PROBLEM :: Render the lines below as a JSON list of strings, with one string for each line and any blank lines omitted.

DATA EXCERPTS ::
═══

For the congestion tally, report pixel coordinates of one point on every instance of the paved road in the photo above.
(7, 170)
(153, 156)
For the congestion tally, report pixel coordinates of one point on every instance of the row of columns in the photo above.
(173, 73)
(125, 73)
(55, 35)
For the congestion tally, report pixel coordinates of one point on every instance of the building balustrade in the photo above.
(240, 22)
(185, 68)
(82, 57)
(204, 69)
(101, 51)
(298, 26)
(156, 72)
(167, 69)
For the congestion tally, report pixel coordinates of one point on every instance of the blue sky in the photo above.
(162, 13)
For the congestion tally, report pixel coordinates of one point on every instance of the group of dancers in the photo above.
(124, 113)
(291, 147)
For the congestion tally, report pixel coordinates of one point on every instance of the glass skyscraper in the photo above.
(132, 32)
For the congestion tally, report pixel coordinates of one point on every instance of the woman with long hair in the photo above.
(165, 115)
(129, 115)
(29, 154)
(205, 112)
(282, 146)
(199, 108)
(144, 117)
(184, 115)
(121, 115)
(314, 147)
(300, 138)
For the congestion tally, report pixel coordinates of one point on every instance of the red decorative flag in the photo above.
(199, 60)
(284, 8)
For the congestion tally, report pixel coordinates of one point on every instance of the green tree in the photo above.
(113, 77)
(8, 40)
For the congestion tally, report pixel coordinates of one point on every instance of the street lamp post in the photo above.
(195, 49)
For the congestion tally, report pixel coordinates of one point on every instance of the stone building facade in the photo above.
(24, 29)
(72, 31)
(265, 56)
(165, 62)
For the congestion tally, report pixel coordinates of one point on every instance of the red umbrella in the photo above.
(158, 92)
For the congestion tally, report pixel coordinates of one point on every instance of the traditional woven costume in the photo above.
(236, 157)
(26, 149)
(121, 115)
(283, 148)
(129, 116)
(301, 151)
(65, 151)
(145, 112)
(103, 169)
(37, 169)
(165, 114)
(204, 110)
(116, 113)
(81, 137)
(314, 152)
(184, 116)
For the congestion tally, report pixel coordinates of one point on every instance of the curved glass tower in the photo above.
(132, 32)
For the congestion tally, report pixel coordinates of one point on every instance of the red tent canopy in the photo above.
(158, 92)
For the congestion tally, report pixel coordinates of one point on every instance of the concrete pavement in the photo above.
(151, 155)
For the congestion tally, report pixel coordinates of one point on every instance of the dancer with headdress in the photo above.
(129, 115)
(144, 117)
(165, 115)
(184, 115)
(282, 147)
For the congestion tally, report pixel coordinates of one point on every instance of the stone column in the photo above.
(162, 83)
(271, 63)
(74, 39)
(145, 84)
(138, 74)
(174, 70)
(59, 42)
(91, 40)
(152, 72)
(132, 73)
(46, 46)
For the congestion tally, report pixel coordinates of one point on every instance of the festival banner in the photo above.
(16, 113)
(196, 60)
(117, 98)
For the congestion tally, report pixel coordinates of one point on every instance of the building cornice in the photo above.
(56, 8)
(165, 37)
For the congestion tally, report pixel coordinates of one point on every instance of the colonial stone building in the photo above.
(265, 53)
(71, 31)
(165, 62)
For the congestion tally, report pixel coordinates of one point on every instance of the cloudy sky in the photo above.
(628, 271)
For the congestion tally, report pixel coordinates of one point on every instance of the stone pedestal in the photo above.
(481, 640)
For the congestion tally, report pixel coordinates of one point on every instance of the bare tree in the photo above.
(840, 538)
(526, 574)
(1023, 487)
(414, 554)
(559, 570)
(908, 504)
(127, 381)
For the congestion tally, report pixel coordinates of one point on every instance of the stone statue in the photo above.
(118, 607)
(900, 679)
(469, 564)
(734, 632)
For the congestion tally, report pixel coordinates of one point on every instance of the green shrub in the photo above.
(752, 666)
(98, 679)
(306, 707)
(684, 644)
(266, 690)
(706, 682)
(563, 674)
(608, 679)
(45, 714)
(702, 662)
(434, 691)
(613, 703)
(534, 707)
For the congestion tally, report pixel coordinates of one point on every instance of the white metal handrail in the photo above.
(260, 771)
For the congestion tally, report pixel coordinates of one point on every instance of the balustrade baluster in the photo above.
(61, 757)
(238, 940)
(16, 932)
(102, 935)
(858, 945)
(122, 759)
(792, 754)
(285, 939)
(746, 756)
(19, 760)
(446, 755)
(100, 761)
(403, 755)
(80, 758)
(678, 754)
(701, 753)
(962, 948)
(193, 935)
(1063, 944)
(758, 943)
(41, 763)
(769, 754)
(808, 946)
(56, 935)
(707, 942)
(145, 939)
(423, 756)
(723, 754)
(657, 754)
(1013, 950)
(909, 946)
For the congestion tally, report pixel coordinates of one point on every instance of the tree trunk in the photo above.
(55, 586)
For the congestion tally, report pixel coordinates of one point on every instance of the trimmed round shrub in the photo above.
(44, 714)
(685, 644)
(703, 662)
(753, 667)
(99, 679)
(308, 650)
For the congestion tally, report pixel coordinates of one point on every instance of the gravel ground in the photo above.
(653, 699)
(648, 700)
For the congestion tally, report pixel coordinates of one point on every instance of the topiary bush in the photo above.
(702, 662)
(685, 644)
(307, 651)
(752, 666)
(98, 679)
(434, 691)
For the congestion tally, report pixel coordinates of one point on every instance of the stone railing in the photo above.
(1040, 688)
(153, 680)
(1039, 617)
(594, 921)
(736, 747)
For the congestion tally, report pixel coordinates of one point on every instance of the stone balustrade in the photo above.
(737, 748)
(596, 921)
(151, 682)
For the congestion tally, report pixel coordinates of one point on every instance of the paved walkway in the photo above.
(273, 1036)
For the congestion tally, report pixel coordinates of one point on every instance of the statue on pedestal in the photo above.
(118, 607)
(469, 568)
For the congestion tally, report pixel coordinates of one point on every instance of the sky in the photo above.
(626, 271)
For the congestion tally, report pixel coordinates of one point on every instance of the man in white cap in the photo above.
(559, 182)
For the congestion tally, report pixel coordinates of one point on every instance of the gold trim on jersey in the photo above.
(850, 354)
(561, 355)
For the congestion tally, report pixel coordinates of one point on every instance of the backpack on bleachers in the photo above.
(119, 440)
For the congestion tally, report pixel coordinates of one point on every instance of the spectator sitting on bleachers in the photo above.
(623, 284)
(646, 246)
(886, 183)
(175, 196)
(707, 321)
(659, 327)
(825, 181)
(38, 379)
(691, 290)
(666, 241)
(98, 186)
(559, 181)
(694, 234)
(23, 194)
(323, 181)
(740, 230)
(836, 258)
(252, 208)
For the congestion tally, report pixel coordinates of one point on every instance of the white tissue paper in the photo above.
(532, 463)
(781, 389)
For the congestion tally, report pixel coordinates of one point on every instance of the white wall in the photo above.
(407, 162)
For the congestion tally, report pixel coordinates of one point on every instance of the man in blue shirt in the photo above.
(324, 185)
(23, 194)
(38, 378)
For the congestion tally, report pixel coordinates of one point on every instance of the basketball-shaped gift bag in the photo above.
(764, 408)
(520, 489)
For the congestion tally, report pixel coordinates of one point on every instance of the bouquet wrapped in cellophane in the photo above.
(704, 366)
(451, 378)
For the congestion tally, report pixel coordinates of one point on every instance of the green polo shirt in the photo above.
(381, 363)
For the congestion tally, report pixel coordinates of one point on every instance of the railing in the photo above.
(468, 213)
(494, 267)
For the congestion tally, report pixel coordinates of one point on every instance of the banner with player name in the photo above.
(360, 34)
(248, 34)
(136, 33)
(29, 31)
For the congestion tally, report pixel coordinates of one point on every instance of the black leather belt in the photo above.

═══

THE RESPONSE ::
[
  "For the congestion tally, report pixel coordinates of one point on every instance of the paved road in the photo above.",
  "(7, 170)",
  "(153, 156)",
  "For the congestion tally, report pixel coordinates of one point on every instance of the row of columns in the photo above.",
  "(173, 73)",
  "(125, 73)",
  "(55, 35)",
  "For the congestion tally, report pixel coordinates of one point on every instance of the building balustrade in the photo above.",
  "(240, 22)",
  "(185, 68)",
  "(82, 57)",
  "(204, 69)",
  "(101, 51)",
  "(298, 26)",
  "(156, 72)",
  "(167, 69)",
  "For the congestion tally, report pixel coordinates of one point on every instance of the blue sky in the photo above.",
  "(162, 13)",
  "For the congestion tally, report pixel coordinates of one point on every instance of the group of dancers in the photo above.",
  "(124, 113)",
  "(291, 147)",
  "For the congestion tally, report pixel coordinates of one point on every instance of the glass skyscraper in the photo above.",
  "(132, 32)",
  "For the congestion tally, report pixel coordinates of one point on every instance of the woman with long hair in the photo above.",
  "(165, 115)",
  "(129, 115)",
  "(29, 154)",
  "(205, 112)",
  "(282, 146)",
  "(199, 108)",
  "(144, 117)",
  "(184, 115)",
  "(121, 115)",
  "(314, 147)",
  "(300, 138)",
  "For the congestion tally, report pixel coordinates of one point on every instance of the red decorative flag in the photo above.",
  "(199, 60)",
  "(284, 8)",
  "For the congestion tally, report pixel coordinates of one point on every instance of the green tree in the photo above.",
  "(113, 77)",
  "(8, 40)",
  "For the congestion tally, report pixel coordinates of one point on every instance of the street lamp post in the photo above.",
  "(195, 49)",
  "For the congestion tally, report pixel coordinates of one point on every instance of the stone building facade in the photo above.",
  "(24, 29)",
  "(72, 31)",
  "(265, 56)",
  "(165, 62)",
  "For the congestion tally, report pixel coordinates of one point on every instance of the red umbrella in the photo above.",
  "(158, 92)",
  "For the congestion tally, report pixel coordinates of one point on every instance of the traditional woven costume in the photo above.",
  "(236, 157)",
  "(26, 149)",
  "(121, 115)",
  "(283, 148)",
  "(129, 116)",
  "(301, 151)",
  "(65, 151)",
  "(145, 112)",
  "(103, 169)",
  "(37, 169)",
  "(165, 114)",
  "(204, 110)",
  "(116, 113)",
  "(81, 137)",
  "(314, 152)",
  "(184, 116)",
  "For the congestion tally, report pixel coordinates of one point on every instance of the curved glass tower in the photo above.",
  "(132, 32)",
  "For the congestion tally, report pixel coordinates of one point on every instance of the red tent canopy in the photo above.",
  "(158, 92)",
  "For the congestion tally, report pixel coordinates of one point on every instance of the concrete pavement in the photo above.",
  "(151, 155)",
  "For the congestion tally, report pixel coordinates of one point on every instance of the dancer with headdress in the photo above.",
  "(129, 115)",
  "(144, 117)",
  "(165, 115)",
  "(184, 115)",
  "(282, 147)",
  "For the congestion tally, report pixel coordinates of one point on every instance of the stone column in the photo above.",
  "(162, 83)",
  "(271, 63)",
  "(74, 39)",
  "(145, 84)",
  "(138, 74)",
  "(174, 70)",
  "(59, 42)",
  "(91, 40)",
  "(152, 72)",
  "(132, 73)",
  "(46, 46)",
  "For the congestion tally, report pixel coordinates of one point on every instance of the festival banner in the photo above.",
  "(16, 113)",
  "(196, 60)",
  "(117, 98)",
  "For the congestion tally, report pixel coordinates of one point on every instance of the building cornice in the photo above.",
  "(56, 8)",
  "(165, 37)",
  "For the congestion tally, report pixel coordinates of one point on every instance of the colonial stone building in the photo above.",
  "(265, 53)",
  "(71, 31)",
  "(165, 62)",
  "For the congestion tally, report pixel coordinates of one point on every instance of the cloudy sky in the photo above.",
  "(628, 271)",
  "For the congestion tally, report pixel coordinates of one point on every instance of the stone pedestal in the photo above.",
  "(481, 640)",
  "For the congestion tally, report pixel coordinates of one point on every instance of the bare tree in the photo above.",
  "(840, 538)",
  "(526, 574)",
  "(1023, 487)",
  "(414, 554)",
  "(559, 570)",
  "(908, 504)",
  "(127, 381)",
  "For the congestion tally, report pixel coordinates of one point on every instance of the stone statue in the photo above.",
  "(118, 607)",
  "(900, 679)",
  "(469, 564)",
  "(734, 632)",
  "For the congestion tally, report pixel coordinates of one point on every instance of the green shrub in the photo above.",
  "(752, 666)",
  "(98, 679)",
  "(306, 707)",
  "(684, 644)",
  "(266, 690)",
  "(706, 682)",
  "(563, 674)",
  "(608, 679)",
  "(45, 714)",
  "(702, 662)",
  "(434, 691)",
  "(613, 703)",
  "(534, 707)",
  "For the congestion tally, report pixel coordinates of one point on every instance of the white metal handrail in the photo above.",
  "(260, 771)",
  "For the congestion tally, report pixel coordinates of one point on every instance of the balustrade baluster in the photo above.",
  "(61, 757)",
  "(238, 940)",
  "(16, 932)",
  "(102, 935)",
  "(858, 945)",
  "(122, 759)",
  "(792, 754)",
  "(285, 939)",
  "(746, 756)",
  "(19, 760)",
  "(446, 755)",
  "(100, 761)",
  "(403, 755)",
  "(80, 758)",
  "(678, 754)",
  "(701, 753)",
  "(962, 948)",
  "(193, 935)",
  "(1063, 944)",
  "(758, 943)",
  "(41, 763)",
  "(769, 754)",
  "(808, 946)",
  "(56, 935)",
  "(707, 942)",
  "(145, 939)",
  "(423, 756)",
  "(723, 754)",
  "(657, 754)",
  "(1013, 950)",
  "(909, 946)",
  "For the congestion tally, report pixel coordinates of one point on every instance of the tree trunk in the photo above.",
  "(55, 586)",
  "For the congestion tally, report pixel coordinates of one point on every instance of the trimmed round shrub in the photo above.",
  "(44, 714)",
  "(685, 644)",
  "(703, 662)",
  "(753, 667)",
  "(99, 679)",
  "(308, 650)",
  "For the congestion tally, report pixel coordinates of one point on every instance of the gravel ground in the photo above.",
  "(653, 699)",
  "(648, 700)",
  "For the congestion tally, report pixel coordinates of one point on every instance of the topiary bush in the photo above.",
  "(702, 662)",
  "(685, 644)",
  "(307, 651)",
  "(752, 666)",
  "(98, 679)",
  "(434, 691)",
  "For the congestion tally, report pixel coordinates of one point on every instance of the stone railing in the photo above.",
  "(1040, 688)",
  "(153, 680)",
  "(1039, 617)",
  "(594, 921)",
  "(736, 747)",
  "For the congestion tally, report pixel coordinates of one point on every instance of the stone balustrade in the photo above.",
  "(737, 748)",
  "(596, 921)",
  "(151, 682)",
  "For the congestion tally, report pixel coordinates of one point on every instance of the paved walkway in the photo above.",
  "(273, 1036)",
  "For the congestion tally, report pixel coordinates of one point on every instance of the statue on pedestal in the photo above.",
  "(118, 607)",
  "(469, 568)",
  "For the congestion tally, report pixel coordinates of one point on every instance of the sky in the photo above.",
  "(626, 271)",
  "For the congestion tally, report pixel coordinates of one point on every instance of the man in white cap in the photo above.",
  "(559, 182)",
  "For the congestion tally, report pixel coordinates of one point on every instance of the gold trim on jersey in the photo above.",
  "(850, 354)",
  "(561, 355)",
  "For the congestion tally, report pixel coordinates of one point on every instance of the backpack on bleachers in the photo above.",
  "(119, 440)",
  "For the congestion tally, report pixel coordinates of one point on every instance of the spectator sitting on bleachers in the photo above.",
  "(623, 284)",
  "(646, 246)",
  "(886, 183)",
  "(175, 196)",
  "(707, 321)",
  "(659, 327)",
  "(825, 181)",
  "(38, 379)",
  "(691, 290)",
  "(666, 241)",
  "(98, 186)",
  "(559, 181)",
  "(694, 234)",
  "(23, 194)",
  "(323, 181)",
  "(740, 230)",
  "(836, 258)",
  "(252, 208)",
  "For the congestion tally, report pixel coordinates of one point on every instance of the white tissue paper in the photo above.",
  "(532, 463)",
  "(781, 389)",
  "For the congestion tally, report pixel coordinates of one point on every instance of the white wall in the photo above.",
  "(407, 162)",
  "For the congestion tally, report pixel coordinates of one point on every instance of the man in blue shirt in the photo above.",
  "(324, 185)",
  "(23, 194)",
  "(38, 378)",
  "For the congestion tally, report pixel coordinates of one point on every instance of the basketball-shaped gift bag in the photo above.",
  "(764, 408)",
  "(520, 489)",
  "For the congestion tally, report pixel coordinates of one point on every instance of the bouquet wrapped in cellophane in the photo above.",
  "(704, 366)",
  "(451, 378)",
  "For the congestion tally, report pixel coordinates of one point on every instance of the green polo shirt in the photo above.",
  "(381, 363)",
  "For the congestion tally, report pixel coordinates of one point on every instance of the railing in the photo above.",
  "(468, 213)",
  "(494, 267)",
  "For the congestion tally, report pixel coordinates of one point on every instance of the banner with player name in the photo above.",
  "(360, 34)",
  "(248, 34)",
  "(136, 33)",
  "(29, 31)",
  "For the congestion tally, report pixel coordinates of one point on every instance of the black leather belt in the photo above."
]